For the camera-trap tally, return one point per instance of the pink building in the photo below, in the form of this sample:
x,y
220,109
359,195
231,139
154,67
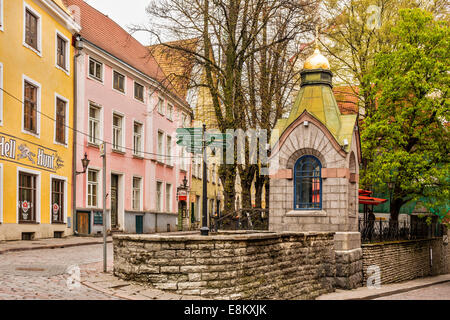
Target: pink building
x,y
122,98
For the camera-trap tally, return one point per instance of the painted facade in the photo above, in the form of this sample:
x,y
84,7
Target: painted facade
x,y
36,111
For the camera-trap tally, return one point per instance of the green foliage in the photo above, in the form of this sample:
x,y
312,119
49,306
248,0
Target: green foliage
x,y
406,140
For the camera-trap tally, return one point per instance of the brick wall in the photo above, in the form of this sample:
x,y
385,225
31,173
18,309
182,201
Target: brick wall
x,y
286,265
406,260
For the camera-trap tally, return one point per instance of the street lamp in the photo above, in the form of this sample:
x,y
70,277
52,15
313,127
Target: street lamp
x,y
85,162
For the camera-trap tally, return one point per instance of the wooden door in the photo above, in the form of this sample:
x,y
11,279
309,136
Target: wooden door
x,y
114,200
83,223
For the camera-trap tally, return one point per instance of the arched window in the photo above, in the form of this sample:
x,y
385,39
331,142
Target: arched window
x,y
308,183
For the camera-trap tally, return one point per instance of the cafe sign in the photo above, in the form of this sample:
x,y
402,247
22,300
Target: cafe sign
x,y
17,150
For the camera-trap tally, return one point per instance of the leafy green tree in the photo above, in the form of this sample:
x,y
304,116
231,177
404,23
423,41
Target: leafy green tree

....

__Task requirements__:
Can you quote the entries verbatim, from the line containing "of the arched" through the final line of the entries, including both?

__Completed task__:
For the camera-trap tally, return one point per instance of the arched window in the photo above, in the form of this sample:
x,y
385,39
331,142
Target: arched window
x,y
308,183
For the camera-trap tally, return one point per instance of the cafe sign in the photo above, in the form of this sample:
x,y
402,247
22,300
Target: cafe sign
x,y
17,150
For the camera-trap tally, return one point per instance of the leafy green tree in the photo above, in the form of this sample:
x,y
304,116
231,177
404,23
423,41
Target: leafy green tree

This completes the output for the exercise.